SOURCE DOCUMENT -

The key to gaining market share in India has remained unchanged over the years: better specs at lower prices. The average selling price of a handset during Q2 was $159 in the quarter that ended in June this year. Seventy-eight percent of the 36.9 million phones that shipped in India during this period sported a sticker price below $200, IDC said.

That’s not to say that phones priced above $200 don’t have a market in India. Per IDC, the fastest growing smartphone segment in the nation was priced between $200 to $300, witnessing a 105.2% growth over the same period last year.

Smartphones priced between $400 and $600 were the second-fastest growing segment in the country, with a 16.1% growth since the same period last year. Chinese phone maker OnePlus assumed 63.6% of this premium segment, followed by Apple (which has less than 2% of the overall local market share) and Samsung.

Feature phones that have maintained a crucial position in India’s handsets market continue to maintain their significant footprint, though their popularity is beginning to wane — 32.4 million feature phones shipped in India during Q2 this year, down 26.3% since the same period last year.

YOUR INSTRUCTIONS -
Extract the passage on India's handset market word for word, in full.

Recorded data -
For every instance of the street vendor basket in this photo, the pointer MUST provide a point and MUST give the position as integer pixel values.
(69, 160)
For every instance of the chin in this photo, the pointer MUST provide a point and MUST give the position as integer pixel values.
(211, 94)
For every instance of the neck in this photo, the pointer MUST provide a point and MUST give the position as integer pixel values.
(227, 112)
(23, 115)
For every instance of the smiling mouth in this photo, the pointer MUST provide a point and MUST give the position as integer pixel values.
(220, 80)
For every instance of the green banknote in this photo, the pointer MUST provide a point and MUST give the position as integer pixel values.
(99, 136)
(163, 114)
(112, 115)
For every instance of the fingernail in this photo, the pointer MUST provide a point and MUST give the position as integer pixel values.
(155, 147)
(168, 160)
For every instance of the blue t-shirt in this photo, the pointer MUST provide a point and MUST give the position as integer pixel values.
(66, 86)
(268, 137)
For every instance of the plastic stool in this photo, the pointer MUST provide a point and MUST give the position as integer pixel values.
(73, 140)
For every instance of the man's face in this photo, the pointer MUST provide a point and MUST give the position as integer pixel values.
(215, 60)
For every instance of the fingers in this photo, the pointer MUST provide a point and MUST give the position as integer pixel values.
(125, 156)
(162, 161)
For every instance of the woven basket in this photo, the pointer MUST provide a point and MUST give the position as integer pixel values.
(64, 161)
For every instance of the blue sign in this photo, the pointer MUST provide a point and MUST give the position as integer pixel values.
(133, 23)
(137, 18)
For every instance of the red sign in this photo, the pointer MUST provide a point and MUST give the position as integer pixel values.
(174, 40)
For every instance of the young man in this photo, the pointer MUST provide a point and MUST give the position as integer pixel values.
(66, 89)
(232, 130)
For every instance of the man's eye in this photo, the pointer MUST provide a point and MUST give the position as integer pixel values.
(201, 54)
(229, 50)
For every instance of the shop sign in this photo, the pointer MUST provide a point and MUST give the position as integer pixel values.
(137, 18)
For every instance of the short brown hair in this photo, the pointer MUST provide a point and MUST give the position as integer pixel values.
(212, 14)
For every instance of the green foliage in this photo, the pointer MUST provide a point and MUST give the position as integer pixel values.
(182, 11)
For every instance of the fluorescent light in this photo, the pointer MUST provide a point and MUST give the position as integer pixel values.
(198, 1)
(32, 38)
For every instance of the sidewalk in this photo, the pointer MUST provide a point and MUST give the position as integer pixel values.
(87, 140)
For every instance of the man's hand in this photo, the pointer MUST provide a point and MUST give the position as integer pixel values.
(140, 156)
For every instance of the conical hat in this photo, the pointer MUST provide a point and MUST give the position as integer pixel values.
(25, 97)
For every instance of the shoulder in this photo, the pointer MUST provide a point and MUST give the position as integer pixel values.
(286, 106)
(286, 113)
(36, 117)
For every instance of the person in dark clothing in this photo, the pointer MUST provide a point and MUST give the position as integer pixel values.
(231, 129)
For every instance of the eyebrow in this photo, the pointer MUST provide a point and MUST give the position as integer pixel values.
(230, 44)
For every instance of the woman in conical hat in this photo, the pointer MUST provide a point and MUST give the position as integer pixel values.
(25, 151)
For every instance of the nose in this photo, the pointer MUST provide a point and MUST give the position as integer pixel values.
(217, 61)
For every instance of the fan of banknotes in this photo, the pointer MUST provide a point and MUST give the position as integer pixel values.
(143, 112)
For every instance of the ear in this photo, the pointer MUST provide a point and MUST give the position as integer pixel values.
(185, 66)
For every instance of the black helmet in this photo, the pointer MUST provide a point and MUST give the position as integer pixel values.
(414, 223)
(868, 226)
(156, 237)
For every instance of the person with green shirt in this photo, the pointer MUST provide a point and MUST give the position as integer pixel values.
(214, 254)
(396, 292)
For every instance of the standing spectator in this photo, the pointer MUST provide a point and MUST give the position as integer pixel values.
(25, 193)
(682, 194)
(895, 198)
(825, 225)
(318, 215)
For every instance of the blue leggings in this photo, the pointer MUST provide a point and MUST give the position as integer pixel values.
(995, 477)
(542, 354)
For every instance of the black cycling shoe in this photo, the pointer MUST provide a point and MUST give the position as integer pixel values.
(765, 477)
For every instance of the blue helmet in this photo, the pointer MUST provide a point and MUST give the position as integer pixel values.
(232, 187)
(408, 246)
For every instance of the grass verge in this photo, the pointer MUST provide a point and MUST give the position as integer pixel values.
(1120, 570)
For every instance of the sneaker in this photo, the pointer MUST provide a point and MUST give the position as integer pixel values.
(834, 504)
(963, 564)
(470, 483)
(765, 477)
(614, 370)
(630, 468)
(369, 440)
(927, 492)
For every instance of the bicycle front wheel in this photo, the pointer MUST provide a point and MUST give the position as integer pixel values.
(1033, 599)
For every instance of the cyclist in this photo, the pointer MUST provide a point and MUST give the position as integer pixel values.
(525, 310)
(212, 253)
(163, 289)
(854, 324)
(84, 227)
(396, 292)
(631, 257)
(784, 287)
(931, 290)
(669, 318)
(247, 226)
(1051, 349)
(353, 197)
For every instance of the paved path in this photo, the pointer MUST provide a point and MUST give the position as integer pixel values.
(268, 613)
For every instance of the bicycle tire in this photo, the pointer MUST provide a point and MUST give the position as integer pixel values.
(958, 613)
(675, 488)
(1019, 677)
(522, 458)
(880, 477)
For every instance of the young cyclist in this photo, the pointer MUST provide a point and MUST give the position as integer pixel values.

SOLUTION FOR THIS TASK -
The key to gaining market share in India has remained unchanged over the years: better specs at lower prices. The average selling price of a handset during Q2 was $159 in the quarter that ended in June this year. Seventy-eight percent of the 36.9 million phones that shipped in India during this period sported a sticker price below $200, IDC said.

That’s not to say that phones priced above $200 don’t have a market in India. Per IDC, the fastest growing smartphone segment in the nation was priced between $200 to $300, witnessing a 105.2% growth over the same period last year.

Smartphones priced between $400 and $600 were the second-fastest growing segment in the country, with a 16.1% growth since the same period last year. Chinese phone maker OnePlus assumed 63.6% of this premium segment, followed by Apple (which has less than 2% of the overall local market share) and Samsung.

Feature phones that have maintained a crucial position in India’s handsets market continue to maintain their significant footprint, though their popularity is beginning to wane — 32.4 million feature phones shipped in India during Q2 this year, down 26.3% since the same period last year.